Your objective: Put the lines of the listing below into a JSON list of strings, one string per line, with blank lines left out. Begin at the line that has "the bare shoulder" and stop after the line that has "374 133 398 141".

==== Exercise materials

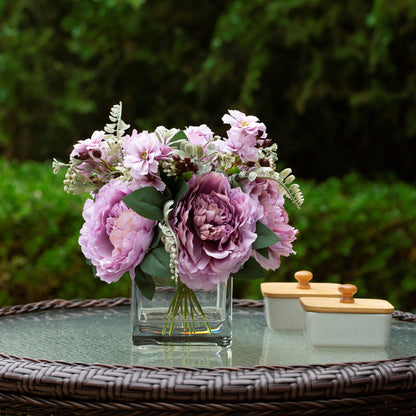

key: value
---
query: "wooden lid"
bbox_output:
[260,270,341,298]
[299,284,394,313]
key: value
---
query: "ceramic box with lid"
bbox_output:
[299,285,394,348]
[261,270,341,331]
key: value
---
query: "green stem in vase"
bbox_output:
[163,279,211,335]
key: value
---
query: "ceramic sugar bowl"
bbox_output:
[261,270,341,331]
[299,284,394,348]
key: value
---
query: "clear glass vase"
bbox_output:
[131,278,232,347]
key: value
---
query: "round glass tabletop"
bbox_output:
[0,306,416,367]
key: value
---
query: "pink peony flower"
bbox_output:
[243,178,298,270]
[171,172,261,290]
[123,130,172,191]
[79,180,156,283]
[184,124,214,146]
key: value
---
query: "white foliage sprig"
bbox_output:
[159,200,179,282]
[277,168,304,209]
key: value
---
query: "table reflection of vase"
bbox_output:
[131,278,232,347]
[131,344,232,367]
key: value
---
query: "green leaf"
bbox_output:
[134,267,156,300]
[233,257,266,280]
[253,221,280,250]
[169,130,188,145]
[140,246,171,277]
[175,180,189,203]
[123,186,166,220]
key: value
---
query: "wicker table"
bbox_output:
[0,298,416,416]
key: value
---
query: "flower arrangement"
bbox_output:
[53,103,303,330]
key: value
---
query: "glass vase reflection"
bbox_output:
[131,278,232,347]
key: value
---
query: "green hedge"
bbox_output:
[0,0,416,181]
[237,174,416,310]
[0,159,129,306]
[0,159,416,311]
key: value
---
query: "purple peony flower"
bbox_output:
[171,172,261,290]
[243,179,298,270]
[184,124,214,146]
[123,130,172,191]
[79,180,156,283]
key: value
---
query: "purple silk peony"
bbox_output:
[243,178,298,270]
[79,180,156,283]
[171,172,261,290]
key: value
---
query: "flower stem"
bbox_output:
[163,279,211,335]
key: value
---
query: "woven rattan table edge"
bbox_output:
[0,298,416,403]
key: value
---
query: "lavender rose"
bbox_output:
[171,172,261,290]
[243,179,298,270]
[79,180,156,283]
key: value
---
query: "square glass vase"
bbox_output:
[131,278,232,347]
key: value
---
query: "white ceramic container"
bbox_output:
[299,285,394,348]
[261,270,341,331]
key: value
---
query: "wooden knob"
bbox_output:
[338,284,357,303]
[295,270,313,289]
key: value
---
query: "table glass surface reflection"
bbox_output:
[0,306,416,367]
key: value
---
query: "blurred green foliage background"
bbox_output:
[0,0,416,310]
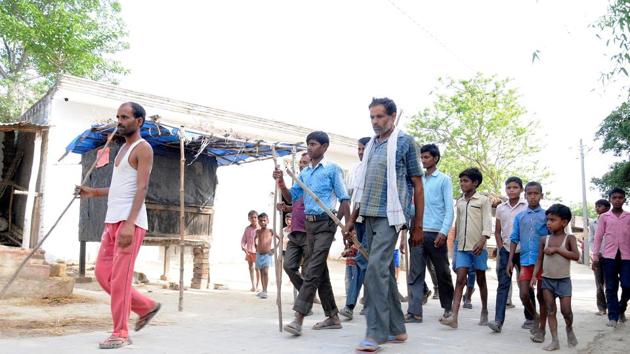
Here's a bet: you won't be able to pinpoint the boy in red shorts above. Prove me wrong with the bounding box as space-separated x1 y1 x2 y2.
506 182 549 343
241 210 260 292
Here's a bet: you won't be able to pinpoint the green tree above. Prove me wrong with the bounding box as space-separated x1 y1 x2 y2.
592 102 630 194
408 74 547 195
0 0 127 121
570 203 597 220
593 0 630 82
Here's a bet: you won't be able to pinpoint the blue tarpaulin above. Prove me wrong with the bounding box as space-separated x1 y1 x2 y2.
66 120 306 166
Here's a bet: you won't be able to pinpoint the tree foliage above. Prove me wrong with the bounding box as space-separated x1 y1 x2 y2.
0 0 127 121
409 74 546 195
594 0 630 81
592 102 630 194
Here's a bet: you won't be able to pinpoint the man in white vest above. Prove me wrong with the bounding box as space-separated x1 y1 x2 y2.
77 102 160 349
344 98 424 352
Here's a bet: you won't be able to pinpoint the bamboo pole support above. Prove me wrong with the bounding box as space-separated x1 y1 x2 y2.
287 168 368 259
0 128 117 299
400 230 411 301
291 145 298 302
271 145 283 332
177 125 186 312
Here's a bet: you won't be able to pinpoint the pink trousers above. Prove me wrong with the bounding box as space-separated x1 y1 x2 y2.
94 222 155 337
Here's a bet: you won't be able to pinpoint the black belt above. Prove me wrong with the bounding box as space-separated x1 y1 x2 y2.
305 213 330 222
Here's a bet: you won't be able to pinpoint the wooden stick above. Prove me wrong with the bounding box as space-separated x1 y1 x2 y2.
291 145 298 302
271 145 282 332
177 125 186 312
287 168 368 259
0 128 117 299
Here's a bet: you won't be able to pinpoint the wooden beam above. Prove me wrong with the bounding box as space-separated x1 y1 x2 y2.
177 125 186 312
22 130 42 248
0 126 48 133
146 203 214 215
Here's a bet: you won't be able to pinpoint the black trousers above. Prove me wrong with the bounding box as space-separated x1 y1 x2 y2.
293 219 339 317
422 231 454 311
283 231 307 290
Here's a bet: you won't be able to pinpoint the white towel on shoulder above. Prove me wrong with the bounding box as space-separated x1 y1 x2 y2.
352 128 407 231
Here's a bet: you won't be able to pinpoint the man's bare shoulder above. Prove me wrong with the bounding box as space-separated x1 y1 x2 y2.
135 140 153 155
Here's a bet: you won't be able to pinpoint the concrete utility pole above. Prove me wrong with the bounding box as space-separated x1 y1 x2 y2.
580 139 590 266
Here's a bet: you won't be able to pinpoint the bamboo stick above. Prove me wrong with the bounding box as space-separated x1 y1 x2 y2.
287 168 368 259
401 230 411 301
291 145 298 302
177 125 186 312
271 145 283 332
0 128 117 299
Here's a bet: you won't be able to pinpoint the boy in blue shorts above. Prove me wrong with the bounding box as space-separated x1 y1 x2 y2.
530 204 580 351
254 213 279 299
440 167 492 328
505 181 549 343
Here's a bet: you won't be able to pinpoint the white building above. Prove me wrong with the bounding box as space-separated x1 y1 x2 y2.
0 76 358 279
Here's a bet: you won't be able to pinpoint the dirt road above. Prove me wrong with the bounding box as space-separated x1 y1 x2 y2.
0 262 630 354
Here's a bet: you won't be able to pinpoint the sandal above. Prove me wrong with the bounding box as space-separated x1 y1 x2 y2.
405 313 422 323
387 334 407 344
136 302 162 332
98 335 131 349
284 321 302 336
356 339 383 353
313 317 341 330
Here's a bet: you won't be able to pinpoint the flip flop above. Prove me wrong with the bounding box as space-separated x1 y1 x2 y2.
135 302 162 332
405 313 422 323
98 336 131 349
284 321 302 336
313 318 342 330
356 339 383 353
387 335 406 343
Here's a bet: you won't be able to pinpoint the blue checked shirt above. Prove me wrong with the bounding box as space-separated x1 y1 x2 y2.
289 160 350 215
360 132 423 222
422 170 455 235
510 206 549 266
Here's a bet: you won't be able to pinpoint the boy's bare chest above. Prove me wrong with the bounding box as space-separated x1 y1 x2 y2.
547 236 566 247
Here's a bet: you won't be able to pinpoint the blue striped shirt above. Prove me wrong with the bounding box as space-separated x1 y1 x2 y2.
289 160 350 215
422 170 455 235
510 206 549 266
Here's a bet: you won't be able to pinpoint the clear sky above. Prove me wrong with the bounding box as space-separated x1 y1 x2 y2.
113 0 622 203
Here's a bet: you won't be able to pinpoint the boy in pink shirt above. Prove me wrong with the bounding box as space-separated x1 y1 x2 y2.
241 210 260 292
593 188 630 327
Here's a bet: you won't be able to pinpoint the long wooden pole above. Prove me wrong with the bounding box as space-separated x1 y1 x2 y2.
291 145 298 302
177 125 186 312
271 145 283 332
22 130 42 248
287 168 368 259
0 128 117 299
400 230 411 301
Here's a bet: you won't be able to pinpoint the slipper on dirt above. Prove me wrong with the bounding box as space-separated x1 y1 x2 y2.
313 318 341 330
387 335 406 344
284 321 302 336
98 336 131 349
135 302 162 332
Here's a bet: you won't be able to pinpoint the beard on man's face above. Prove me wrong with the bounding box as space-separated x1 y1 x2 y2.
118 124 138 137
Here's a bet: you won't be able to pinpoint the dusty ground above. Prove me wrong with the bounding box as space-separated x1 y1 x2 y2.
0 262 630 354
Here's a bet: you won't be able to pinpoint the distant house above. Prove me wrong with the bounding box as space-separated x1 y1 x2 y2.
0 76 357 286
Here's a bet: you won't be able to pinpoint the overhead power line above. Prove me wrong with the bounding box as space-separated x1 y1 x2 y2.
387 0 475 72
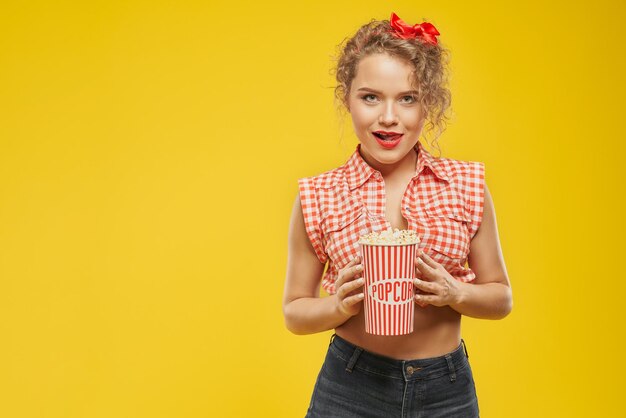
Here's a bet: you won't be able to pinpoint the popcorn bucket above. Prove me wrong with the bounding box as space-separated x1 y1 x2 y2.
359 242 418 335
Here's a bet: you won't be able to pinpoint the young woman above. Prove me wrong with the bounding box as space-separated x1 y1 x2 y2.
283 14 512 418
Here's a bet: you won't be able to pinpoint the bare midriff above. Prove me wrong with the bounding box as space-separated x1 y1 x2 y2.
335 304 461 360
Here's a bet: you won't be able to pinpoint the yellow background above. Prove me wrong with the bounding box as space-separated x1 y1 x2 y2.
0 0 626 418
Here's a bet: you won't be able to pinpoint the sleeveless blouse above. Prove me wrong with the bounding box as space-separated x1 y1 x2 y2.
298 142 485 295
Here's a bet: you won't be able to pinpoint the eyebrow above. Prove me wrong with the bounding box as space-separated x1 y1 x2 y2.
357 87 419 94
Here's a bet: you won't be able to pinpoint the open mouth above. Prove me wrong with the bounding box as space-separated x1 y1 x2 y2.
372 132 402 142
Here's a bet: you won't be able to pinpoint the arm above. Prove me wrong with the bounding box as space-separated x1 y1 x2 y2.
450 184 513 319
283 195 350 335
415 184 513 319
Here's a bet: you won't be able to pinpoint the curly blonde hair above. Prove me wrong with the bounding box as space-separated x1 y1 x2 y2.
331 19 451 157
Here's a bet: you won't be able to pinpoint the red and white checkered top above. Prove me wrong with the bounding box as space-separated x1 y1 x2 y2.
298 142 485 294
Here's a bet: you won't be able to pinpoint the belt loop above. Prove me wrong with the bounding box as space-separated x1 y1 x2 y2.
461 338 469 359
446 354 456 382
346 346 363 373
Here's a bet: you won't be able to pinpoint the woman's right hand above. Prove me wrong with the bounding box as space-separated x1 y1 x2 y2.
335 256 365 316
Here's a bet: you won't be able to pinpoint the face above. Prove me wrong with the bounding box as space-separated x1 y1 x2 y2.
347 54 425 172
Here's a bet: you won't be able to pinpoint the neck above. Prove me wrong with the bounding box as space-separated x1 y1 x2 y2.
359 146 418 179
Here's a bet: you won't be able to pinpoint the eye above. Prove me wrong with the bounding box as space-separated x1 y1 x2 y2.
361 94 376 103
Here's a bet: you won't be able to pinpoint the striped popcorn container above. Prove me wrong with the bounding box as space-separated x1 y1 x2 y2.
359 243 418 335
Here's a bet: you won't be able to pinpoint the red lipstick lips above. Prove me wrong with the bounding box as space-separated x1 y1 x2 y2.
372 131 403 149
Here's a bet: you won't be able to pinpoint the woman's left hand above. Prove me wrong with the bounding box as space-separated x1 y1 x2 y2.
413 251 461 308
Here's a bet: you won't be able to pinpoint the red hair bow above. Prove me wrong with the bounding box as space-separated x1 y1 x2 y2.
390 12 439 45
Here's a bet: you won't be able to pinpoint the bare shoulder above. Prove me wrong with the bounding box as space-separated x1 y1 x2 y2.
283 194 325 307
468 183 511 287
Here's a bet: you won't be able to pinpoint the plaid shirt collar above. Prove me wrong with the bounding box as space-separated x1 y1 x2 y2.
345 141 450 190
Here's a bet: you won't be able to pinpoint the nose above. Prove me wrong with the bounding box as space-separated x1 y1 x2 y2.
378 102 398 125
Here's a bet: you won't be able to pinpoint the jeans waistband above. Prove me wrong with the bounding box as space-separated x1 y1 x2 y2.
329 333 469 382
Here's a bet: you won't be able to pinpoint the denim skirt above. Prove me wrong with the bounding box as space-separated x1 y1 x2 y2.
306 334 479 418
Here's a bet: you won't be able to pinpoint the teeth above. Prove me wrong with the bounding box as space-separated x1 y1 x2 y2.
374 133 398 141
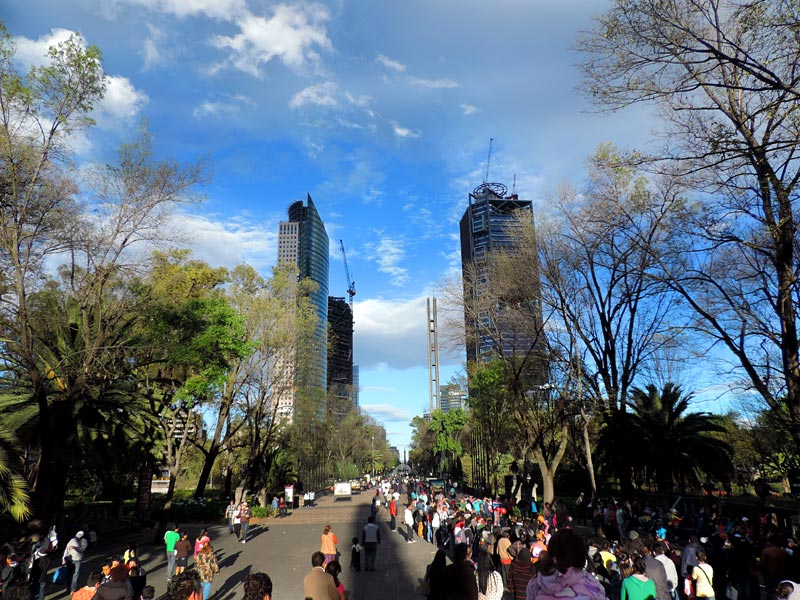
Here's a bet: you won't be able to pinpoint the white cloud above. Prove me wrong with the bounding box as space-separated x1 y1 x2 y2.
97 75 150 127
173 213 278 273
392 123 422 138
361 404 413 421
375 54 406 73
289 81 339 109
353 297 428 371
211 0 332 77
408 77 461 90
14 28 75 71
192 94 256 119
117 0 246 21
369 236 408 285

========

Reply to the task:
[
  "Here's a bet: you won't be able to pinpoint the bare shoulder above. Prove me wrong with the bounding box as space-separated x1 y1 x2 y2.",
  "283 194 325 307",
  "468 183 511 287",
  "Here's a bet: you won't be able to pinpoint the plaid shirt collar above. Prove me wrong with the bounding box as space-separated x1 y1 x2 y2.",
  "345 141 450 190",
  "Here's a bet: you won't be able to pinpoint the nose above. Prove me wrong with the bounding box as space-separated x1 y1 x2 y2.",
  "378 102 398 125",
  "Here's a bet: you won't be able to pinpoint the jeans waistband above. Prove me wrong with the bounding box as space-separated x1 y1 x2 y2.",
  "329 333 469 382",
  "Here's a bet: you won't be able to pinpoint the denim skirt above. Prove me wrong with the bounding box as space-separated x1 y1 x2 y2.",
  "306 334 479 418",
  "Here's a bet: you won't be able to pinpoint the teeth above. Prove me wrong with the bounding box as space-separated x1 y1 x2 y2.",
  "374 133 398 141"
]